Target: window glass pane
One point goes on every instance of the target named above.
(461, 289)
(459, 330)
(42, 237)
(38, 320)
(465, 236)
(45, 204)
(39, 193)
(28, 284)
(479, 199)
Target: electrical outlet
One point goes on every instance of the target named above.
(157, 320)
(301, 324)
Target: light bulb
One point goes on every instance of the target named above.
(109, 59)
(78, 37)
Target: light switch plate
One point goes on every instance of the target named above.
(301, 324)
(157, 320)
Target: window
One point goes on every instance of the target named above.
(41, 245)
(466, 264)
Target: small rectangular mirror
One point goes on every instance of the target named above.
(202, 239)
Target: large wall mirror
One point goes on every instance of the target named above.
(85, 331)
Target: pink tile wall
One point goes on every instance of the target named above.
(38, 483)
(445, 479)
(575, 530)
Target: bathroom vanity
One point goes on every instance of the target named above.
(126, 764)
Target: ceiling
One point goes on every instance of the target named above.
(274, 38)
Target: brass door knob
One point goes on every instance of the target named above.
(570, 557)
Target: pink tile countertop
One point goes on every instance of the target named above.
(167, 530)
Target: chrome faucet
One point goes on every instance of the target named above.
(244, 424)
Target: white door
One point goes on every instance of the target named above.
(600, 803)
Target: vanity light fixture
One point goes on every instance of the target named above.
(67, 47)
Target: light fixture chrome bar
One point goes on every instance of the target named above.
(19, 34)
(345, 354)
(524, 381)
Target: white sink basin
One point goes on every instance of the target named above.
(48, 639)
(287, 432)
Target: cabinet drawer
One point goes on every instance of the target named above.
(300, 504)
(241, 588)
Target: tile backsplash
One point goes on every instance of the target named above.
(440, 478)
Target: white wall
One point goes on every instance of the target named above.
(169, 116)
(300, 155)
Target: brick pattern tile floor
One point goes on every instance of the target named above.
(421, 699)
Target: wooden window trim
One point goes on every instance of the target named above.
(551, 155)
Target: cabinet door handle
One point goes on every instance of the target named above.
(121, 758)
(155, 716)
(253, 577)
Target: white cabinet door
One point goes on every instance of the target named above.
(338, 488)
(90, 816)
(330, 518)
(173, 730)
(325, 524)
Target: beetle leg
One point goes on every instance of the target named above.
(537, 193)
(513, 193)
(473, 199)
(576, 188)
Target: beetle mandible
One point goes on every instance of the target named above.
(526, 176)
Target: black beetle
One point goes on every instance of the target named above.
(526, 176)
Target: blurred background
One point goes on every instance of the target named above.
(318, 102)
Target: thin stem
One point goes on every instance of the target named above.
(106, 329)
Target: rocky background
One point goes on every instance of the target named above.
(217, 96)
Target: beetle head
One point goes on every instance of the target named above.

_Your assignment_: Copy each line of the data that contains the word "mirror", leaving the other lines out.

_Answer to the exercise_:
Target: small rectangular mirror
Target: large wall mirror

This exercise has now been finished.